Stored items from a collection
####
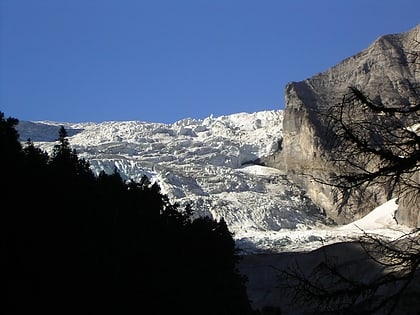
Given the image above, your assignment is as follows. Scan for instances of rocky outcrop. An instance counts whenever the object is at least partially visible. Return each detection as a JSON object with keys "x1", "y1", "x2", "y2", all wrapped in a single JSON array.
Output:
[{"x1": 263, "y1": 25, "x2": 420, "y2": 225}]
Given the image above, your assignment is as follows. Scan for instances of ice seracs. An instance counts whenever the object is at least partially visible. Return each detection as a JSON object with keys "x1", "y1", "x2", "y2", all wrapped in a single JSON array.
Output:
[{"x1": 18, "y1": 110, "x2": 414, "y2": 250}]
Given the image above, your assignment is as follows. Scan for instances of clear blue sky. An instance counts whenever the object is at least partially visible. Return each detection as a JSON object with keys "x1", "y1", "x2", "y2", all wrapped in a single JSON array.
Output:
[{"x1": 0, "y1": 0, "x2": 420, "y2": 123}]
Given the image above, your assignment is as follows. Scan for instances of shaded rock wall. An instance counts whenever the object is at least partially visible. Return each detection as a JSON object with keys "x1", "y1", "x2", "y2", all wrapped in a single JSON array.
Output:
[{"x1": 262, "y1": 25, "x2": 420, "y2": 225}]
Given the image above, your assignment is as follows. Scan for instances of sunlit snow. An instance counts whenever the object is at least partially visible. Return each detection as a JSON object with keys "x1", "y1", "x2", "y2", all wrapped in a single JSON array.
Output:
[{"x1": 18, "y1": 110, "x2": 414, "y2": 252}]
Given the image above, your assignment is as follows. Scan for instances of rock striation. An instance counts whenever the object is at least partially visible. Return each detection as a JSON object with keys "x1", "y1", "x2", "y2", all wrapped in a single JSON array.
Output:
[{"x1": 262, "y1": 25, "x2": 420, "y2": 226}]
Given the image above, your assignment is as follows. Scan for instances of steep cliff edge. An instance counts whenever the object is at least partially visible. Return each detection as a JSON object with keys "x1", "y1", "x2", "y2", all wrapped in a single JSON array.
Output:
[{"x1": 263, "y1": 25, "x2": 420, "y2": 226}]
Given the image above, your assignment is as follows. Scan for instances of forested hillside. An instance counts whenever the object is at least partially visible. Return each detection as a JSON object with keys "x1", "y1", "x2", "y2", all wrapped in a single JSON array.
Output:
[{"x1": 0, "y1": 113, "x2": 253, "y2": 315}]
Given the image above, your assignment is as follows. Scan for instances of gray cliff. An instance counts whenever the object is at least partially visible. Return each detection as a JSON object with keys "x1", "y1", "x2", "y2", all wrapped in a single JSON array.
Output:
[{"x1": 262, "y1": 25, "x2": 420, "y2": 226}]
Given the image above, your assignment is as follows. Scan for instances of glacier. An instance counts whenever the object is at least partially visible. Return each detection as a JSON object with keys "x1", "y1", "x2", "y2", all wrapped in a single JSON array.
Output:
[{"x1": 17, "y1": 110, "x2": 414, "y2": 253}]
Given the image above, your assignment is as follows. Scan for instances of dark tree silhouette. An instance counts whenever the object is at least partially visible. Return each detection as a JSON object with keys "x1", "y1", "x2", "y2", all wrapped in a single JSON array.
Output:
[
  {"x1": 0, "y1": 113, "x2": 254, "y2": 315},
  {"x1": 280, "y1": 43, "x2": 420, "y2": 314}
]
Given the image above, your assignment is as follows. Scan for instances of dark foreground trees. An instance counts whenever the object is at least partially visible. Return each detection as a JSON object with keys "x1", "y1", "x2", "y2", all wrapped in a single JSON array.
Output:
[
  {"x1": 0, "y1": 113, "x2": 252, "y2": 315},
  {"x1": 281, "y1": 43, "x2": 420, "y2": 314}
]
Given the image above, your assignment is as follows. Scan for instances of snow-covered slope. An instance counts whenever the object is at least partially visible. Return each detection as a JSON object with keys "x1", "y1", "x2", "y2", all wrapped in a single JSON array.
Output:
[{"x1": 18, "y1": 110, "x2": 412, "y2": 254}]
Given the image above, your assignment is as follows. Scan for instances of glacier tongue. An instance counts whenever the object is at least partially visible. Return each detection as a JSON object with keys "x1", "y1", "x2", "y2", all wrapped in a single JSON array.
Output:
[{"x1": 18, "y1": 110, "x2": 334, "y2": 253}]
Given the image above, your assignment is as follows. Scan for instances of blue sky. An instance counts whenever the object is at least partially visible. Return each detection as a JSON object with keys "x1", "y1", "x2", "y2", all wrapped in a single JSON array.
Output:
[{"x1": 0, "y1": 0, "x2": 420, "y2": 123}]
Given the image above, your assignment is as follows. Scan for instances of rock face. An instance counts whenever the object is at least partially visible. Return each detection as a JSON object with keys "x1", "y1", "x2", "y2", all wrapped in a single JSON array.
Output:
[{"x1": 263, "y1": 25, "x2": 420, "y2": 226}]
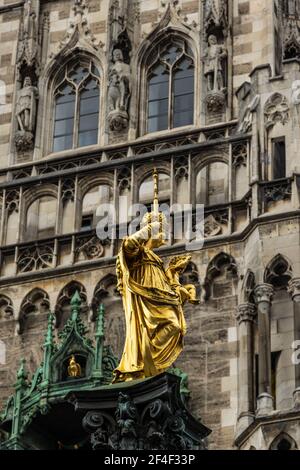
####
**Required work:** Find every line in the entries above that contains the word "glacier", and copy each one.

**Output below:**
Given the image above, your assignment is as follows. Scan for instances of glacier. An instance counts whenever the object is at least partially visible. Return each detection as a JSON object with keys "x1", "y1", "x2", "y2", all wrapped in a single JSON array.
Given the image above, your assignment is as follows. Scan for instances of glacier tongue. An instance counts whenever the object is at least partially visible. Return each detection as a JSON object with keys "x1", "y1", "x2", "y2", all wrapped in a single JSON array.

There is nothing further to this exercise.